start DATA SHOWN

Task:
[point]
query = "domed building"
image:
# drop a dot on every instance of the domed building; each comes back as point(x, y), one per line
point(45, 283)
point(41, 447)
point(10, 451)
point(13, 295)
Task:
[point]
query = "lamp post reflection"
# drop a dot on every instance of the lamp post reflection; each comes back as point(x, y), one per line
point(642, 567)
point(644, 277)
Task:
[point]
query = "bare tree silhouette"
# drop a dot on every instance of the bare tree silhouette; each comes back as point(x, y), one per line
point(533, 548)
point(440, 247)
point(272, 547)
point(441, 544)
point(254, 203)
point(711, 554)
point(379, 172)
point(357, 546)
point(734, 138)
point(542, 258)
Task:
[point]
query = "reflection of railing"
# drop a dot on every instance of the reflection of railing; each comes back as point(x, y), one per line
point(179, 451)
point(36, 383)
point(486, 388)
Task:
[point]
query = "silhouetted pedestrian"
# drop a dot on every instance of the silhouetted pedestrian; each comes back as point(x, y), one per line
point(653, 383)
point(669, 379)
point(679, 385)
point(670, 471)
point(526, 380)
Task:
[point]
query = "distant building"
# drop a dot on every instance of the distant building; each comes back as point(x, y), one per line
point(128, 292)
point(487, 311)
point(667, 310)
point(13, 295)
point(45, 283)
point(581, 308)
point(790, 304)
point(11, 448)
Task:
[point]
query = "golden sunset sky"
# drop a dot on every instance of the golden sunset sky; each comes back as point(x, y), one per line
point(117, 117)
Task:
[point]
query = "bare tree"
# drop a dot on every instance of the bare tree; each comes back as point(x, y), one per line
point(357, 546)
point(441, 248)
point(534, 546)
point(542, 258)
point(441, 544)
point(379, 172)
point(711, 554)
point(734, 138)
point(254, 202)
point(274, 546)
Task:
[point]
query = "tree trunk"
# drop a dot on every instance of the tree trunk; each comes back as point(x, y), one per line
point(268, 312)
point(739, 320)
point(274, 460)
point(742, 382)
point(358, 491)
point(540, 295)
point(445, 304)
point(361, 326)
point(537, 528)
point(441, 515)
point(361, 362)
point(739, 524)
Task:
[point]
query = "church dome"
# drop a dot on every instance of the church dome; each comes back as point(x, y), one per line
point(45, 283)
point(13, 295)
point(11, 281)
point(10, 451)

end DATA SHOWN

# WRITTEN INSTRUCTION:
Return every line of the entries above unchanged, from the first entry through the last.

# RESPONSE TO THE EXERCISE:
Task:
[point]
query = "domed building"
image:
# drop a dot on every instance of the domed building; each comes back as point(x, y), one per line
point(45, 283)
point(41, 447)
point(10, 451)
point(13, 295)
Task:
[point]
query = "lamp post reflection"
# drop a dot on every instance of the lamp post reflection; each comes back as point(x, y), one per line
point(642, 567)
point(644, 277)
Task:
[point]
query = "bare tree silhouette"
# drop a dot on every instance of the bare tree silhouette; each comes back as point(x, y), one per line
point(533, 548)
point(440, 247)
point(272, 547)
point(441, 544)
point(254, 203)
point(711, 554)
point(379, 172)
point(357, 546)
point(734, 138)
point(542, 258)
Task:
[point]
query = "reflection of railing"
# drop a dot on every instance of the reflection of railing; each comes back as point(x, y), one per line
point(179, 451)
point(36, 383)
point(486, 388)
Task:
[point]
query = "silhouetted pedestrian"
# drop a dot on every instance of the silhouetted pedestrian; each comes back as point(x, y), one per line
point(653, 383)
point(669, 379)
point(679, 385)
point(670, 471)
point(526, 380)
Task:
[point]
query = "distant building"
# drop a dot on every instance of the distant building; each comes back as point(x, y), one per line
point(128, 292)
point(487, 311)
point(667, 310)
point(13, 295)
point(45, 283)
point(581, 308)
point(790, 304)
point(11, 448)
Task:
[point]
query = "golden sunset sky"
# drop a dot on every instance of the golden sunset sky; each comes back as point(x, y), one per line
point(117, 117)
Task:
[point]
query = "bare tree"
# drop a dot on every instance of the bare tree; each comes back as point(x, y), one per line
point(357, 546)
point(441, 248)
point(534, 546)
point(542, 258)
point(441, 544)
point(379, 172)
point(711, 554)
point(734, 138)
point(254, 202)
point(274, 546)
Task:
[point]
query = "tree trunk"
# drop a dot on every instance of the tree trunk; each comes back as point(x, y), one per line
point(268, 312)
point(739, 320)
point(274, 460)
point(742, 382)
point(358, 491)
point(540, 295)
point(445, 304)
point(361, 326)
point(537, 528)
point(441, 515)
point(361, 362)
point(739, 524)
Task:
[point]
query = "church dome"
# drop a dot on every instance of the church dome; each comes back as point(x, y), one per line
point(45, 283)
point(13, 295)
point(11, 281)
point(10, 451)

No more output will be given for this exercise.